### READING TEXT
BEGIN

Debate Magazine

If Only the NHS Had Employed a Few People Like This...

Posted on the 21 April 2020 by Markwadsworth @Mark_Wadsworth

From The Independent:
A dystopian novel about a deadly pandemic wreaking havoc across the world that was rejected 15 years ago has finally been published after reality once more proved itself stranger than fiction.
Scottish author Peter May, 68, a former journalist and BBC screenwriter, wrote Lockdown in 2005, imagining London as the epicentre of a global outbreak, only to see his manuscript turned away by publishers, who deemed its subject matter “extremely unrealistic and unreasonable”.
“At the time I wrote the book, scientists were predicting that bird flu was going to be the next major world pandemic,” Mr May told CNN. “It was a very, very scary thing and it was a real possibility, so I put a lot of research into it and came up with the idea, what if this pandemic began in London? What could happen if a city like that was completely locked down?”
His novel centres around a police detective investigating the murder of a child after their bones are discovered at the site of a makeshift hospital, an idea anticipating the opening of the NHS Nightingale at the capital’s ExCeL Centre this week.

END

### ABOUT THIS TASK
Carry on the post about Peter May's rejected pandemic novel, picking up after its last sentence.

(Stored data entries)
BEGIN

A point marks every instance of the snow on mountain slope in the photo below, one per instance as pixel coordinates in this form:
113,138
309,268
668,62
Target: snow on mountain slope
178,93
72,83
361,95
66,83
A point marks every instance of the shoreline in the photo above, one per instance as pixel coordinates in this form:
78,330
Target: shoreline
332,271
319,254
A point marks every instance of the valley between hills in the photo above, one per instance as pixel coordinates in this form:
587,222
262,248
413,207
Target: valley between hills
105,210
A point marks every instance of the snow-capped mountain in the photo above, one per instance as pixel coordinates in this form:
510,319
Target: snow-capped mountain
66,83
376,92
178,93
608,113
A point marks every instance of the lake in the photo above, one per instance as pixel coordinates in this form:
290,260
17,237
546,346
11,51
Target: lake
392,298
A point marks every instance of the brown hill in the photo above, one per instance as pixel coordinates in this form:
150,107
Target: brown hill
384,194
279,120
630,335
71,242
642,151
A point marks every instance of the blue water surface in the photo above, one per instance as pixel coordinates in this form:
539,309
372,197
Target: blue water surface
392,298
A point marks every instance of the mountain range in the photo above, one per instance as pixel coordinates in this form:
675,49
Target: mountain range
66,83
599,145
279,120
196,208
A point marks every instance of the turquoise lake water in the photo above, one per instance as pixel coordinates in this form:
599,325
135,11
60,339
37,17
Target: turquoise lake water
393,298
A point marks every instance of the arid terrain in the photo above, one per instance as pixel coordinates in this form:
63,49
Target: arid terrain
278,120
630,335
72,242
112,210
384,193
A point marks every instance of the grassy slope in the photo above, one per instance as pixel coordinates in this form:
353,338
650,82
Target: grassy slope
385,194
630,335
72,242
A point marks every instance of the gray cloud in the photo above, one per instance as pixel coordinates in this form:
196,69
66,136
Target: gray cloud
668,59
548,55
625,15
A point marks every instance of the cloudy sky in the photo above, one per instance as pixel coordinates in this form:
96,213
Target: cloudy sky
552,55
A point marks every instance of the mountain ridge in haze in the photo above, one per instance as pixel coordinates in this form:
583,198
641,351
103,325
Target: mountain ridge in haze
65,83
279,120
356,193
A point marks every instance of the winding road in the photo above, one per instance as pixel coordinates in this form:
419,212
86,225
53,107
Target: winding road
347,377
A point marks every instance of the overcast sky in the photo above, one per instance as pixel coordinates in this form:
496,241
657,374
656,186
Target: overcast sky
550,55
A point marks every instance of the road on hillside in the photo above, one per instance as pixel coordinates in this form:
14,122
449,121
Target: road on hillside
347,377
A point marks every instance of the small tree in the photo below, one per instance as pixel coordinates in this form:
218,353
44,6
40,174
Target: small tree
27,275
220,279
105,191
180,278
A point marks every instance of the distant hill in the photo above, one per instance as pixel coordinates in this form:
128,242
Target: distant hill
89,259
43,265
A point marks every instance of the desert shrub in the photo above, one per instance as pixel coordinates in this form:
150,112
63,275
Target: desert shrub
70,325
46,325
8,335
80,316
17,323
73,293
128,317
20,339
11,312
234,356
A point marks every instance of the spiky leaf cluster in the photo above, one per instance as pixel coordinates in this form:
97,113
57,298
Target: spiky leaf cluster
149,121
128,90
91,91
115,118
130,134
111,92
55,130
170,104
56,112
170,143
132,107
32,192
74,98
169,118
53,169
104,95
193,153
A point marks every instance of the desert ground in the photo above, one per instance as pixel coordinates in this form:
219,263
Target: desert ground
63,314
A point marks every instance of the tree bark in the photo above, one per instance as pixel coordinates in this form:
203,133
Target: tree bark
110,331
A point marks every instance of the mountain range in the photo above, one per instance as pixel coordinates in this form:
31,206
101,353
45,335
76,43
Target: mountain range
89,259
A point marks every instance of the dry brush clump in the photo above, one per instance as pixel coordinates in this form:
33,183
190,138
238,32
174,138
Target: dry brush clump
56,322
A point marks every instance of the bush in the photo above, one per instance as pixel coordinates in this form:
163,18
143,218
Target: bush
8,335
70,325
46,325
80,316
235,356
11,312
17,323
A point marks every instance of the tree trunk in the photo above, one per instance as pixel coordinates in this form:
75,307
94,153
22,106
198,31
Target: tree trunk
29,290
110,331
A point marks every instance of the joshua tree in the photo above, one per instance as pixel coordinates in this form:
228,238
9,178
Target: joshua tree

END

### EXERCISE RESULT
As far-fetched as this scenario might have seemed at the time (and still does), it was never beyond the bounds of probability, and you'd think that - like South Korea - health services/governments would at least have some plans in place for a recurrence of Spanish Flu, Hong Kong flu, SARS, swine flu, MERS, bird flu. Not to mention Ebola. There have been five of these outbreaks in the last two decades, and just because we were lucky each time, that was all it was - pure luck.
Even if the NHS didn't stockpile the necessary stuff (they wouldn't have known exactly what to stock pile and how much; they wouldn't know which age groups would be worst affected; you can't develop a test for a virus you don't know about yet etc), they could at least have had contracts in place with the manufacturers and laboratories to churn out however many million bits of kit at short notice; and some plans on what to do if it affects children, pregnant women, younger adults or older people worst etc.